#### GIVEN TEXT ####

The Resident’s Guide to AMA
There were also patients that were grateful. It’s certainly hard waking at five in the morning to get to work but the satisfaction of knowing you helped a soul in need is more than enough to provide the necessary burst of energy. I slaved away most days collecting samples for various tests and running between families. Such was my intern year.
Yet once in a while, I won’t lie, there was that one patient, just one patient, I hated. Maybe “hated” is too strong a word. I didn’t hate him but I certainly wished something bad would happen to him. Deep in my soul, and believe me that I felt guilty, I wanted him to hurt. He was verbally abusive, he would put me down, he wouldn’t follow any of my recommendations and he would waste my precious time. He didn’t need to be in the hospital but he knew we couldn’t discharge him and this would turn into a very expensive hotel bed, with his own private doc.
There are patients you’ll hate for various reasons. Maybe they're ungrateful, verbally abusive, unlikable, strange or just plain unnecessary work. For me, they were usually the ones that didn’t need to be in the hospital but refused to leave. Yes, there are patients who refuse to leave. They are usually homeless and therefore, legally, they cannot be discharged or they are foreigners with no visas who need chronic care. So they stay.

#### MATERIAL SUPPLIED ####

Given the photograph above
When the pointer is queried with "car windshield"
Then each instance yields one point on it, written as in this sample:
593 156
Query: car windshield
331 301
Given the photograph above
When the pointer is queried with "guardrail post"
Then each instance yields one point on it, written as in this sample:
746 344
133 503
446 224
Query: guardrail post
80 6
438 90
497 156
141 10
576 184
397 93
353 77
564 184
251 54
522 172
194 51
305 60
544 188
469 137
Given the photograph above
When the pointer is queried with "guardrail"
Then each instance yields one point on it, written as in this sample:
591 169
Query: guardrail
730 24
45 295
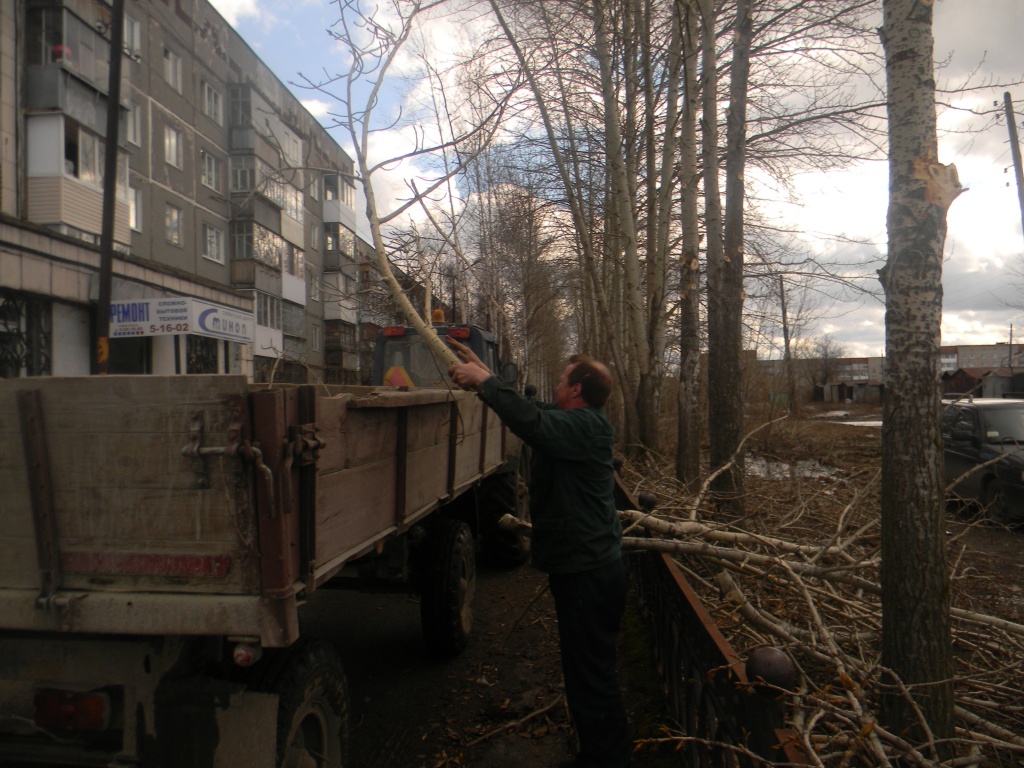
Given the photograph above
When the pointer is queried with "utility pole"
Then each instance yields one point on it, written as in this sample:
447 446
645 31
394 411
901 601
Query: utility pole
1015 150
110 189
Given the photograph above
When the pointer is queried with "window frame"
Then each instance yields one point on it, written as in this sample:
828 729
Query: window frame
217 113
172 150
218 238
133 36
172 233
172 69
135 208
211 164
133 123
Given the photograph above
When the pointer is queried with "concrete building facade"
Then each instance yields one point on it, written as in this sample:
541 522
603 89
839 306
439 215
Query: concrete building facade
233 226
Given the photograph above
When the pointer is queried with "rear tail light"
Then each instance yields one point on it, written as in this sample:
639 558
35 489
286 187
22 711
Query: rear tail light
71 711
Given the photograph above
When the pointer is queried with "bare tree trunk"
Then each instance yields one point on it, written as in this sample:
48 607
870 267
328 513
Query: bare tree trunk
915 630
725 290
787 360
688 450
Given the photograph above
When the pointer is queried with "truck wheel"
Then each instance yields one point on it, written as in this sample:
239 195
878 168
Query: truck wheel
448 582
995 503
506 494
312 712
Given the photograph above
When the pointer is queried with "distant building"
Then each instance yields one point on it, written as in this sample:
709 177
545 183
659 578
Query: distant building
235 223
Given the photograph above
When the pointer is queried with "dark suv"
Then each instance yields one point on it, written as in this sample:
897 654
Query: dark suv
983 440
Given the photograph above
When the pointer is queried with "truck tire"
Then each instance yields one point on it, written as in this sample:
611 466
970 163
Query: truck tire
995 503
312 710
448 583
503 494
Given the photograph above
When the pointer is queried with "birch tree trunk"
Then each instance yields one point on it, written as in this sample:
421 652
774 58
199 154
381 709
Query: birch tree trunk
725 288
688 450
915 630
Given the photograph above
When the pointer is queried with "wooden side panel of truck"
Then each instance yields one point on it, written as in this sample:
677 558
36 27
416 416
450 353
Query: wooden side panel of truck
194 487
155 530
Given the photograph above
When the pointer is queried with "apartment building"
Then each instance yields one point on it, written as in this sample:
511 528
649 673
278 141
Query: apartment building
235 226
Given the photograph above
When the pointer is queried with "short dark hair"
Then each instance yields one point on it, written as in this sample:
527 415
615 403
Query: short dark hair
593 378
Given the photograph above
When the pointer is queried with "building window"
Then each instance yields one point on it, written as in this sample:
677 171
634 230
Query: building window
338 238
250 241
213 244
331 186
293 260
267 310
56 37
25 335
314 286
84 158
211 171
133 124
243 172
346 334
133 36
172 69
201 352
212 103
135 208
172 221
172 146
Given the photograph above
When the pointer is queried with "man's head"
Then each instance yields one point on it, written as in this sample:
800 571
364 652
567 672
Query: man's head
585 382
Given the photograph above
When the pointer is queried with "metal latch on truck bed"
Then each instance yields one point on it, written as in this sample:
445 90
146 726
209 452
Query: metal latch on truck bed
303 448
236 446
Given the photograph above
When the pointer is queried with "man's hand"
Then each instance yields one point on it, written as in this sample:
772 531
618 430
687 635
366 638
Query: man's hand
469 375
465 353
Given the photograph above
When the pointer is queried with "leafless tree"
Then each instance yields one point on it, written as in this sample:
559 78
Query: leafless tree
916 648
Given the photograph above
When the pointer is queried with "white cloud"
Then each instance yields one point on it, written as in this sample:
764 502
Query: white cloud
232 10
316 107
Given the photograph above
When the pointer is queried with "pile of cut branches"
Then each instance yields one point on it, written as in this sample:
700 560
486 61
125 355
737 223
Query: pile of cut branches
801 573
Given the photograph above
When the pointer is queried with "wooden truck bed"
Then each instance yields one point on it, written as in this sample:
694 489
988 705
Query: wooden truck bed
197 505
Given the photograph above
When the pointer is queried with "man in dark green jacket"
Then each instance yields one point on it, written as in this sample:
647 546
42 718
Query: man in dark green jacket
577 537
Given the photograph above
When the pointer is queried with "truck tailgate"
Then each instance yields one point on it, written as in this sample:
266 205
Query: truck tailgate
99 497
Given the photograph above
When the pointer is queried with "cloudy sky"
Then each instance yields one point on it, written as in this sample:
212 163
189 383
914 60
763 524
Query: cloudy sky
984 253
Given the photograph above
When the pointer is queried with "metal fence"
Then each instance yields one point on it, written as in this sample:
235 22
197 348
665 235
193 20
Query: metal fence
724 719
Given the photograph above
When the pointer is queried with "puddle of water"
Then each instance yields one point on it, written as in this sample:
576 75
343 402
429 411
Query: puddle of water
807 469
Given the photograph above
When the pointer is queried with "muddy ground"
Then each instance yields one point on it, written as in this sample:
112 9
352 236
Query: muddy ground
499 706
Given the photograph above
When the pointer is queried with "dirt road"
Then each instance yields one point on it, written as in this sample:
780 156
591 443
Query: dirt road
411 712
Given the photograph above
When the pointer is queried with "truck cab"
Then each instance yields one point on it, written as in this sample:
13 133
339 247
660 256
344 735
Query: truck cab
402 359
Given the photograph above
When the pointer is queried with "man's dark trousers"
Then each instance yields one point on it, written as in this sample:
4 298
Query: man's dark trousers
589 605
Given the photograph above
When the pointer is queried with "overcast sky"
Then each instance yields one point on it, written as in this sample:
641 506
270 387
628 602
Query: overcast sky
984 246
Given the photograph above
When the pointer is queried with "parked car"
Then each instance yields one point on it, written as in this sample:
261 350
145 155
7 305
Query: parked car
983 444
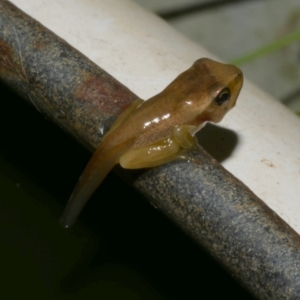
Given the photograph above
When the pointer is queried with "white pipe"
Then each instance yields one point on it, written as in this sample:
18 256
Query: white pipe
145 53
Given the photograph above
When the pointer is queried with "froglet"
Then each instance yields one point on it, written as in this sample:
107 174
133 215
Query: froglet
153 132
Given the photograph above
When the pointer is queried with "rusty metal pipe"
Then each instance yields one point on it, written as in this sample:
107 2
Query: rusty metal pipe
205 200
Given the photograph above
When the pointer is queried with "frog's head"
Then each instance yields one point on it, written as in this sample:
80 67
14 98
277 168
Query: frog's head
207 90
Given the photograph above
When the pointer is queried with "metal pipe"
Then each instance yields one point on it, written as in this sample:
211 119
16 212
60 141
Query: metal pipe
205 200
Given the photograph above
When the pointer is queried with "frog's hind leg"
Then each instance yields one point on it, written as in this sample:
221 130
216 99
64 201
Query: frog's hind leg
161 152
96 170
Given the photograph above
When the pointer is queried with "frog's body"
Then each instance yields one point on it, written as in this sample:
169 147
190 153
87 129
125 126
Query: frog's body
153 132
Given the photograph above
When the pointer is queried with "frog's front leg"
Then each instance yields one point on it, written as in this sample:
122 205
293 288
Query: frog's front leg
160 152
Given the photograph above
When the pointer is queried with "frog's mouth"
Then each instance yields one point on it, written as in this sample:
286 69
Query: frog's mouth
194 130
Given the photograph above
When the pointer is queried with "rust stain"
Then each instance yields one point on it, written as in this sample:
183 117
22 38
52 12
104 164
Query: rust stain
39 45
105 94
268 163
5 53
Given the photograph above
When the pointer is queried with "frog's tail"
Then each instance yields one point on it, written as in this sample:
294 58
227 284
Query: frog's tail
94 173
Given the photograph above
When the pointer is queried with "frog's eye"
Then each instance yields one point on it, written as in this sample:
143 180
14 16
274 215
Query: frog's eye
223 96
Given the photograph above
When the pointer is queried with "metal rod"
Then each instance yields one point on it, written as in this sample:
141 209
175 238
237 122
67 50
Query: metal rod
212 206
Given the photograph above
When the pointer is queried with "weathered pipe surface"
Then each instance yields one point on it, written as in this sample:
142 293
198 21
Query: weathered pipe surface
204 199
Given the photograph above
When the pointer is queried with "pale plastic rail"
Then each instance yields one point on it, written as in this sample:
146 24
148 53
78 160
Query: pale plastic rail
145 53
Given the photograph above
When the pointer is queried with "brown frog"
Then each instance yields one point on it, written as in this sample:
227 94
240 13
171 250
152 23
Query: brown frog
154 132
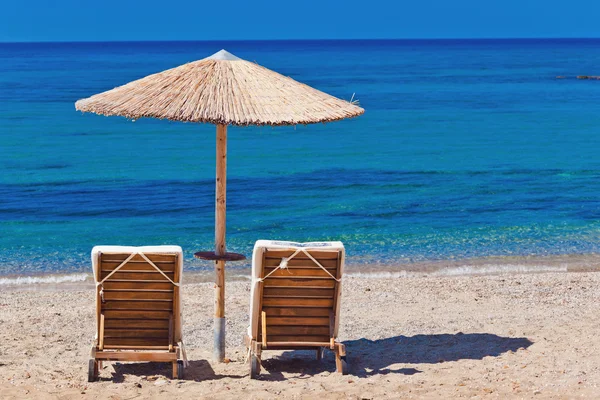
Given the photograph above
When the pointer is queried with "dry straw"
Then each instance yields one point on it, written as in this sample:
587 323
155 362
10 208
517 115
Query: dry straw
221 89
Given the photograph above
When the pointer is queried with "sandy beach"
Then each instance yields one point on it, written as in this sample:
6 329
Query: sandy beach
502 336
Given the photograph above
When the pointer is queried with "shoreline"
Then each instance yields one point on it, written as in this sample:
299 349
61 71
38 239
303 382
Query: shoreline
492 336
484 266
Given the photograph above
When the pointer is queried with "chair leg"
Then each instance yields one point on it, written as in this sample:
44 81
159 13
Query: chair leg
175 369
341 365
92 370
255 359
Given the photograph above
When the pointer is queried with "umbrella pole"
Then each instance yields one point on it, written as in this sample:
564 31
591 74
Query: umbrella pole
220 250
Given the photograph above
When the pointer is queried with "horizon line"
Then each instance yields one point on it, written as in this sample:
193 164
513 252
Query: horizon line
295 40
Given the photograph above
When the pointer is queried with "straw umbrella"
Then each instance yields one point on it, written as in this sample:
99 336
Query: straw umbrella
223 90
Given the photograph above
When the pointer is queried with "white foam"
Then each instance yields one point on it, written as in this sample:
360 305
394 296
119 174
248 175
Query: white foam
32 280
465 270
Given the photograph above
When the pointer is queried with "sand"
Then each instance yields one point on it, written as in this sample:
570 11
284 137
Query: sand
504 336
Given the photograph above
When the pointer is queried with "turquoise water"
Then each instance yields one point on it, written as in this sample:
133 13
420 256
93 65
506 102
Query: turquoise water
467 149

####

_TASK TO CARRY OUT_
Copy from the resident's guide the part between "The Resident’s Guide" and "my intern year.", inclusive. The data is not needed for what is asked here.

_OUTPUT BELOW_
The Resident’s Guide to AMA
There were also patients that were grateful. It’s certainly hard waking at five in the morning to get to work but the satisfaction of knowing you helped a soul in need is more than enough to provide the necessary burst of energy. I slaved away most days collecting samples for various tests and running between families. Such was my intern year.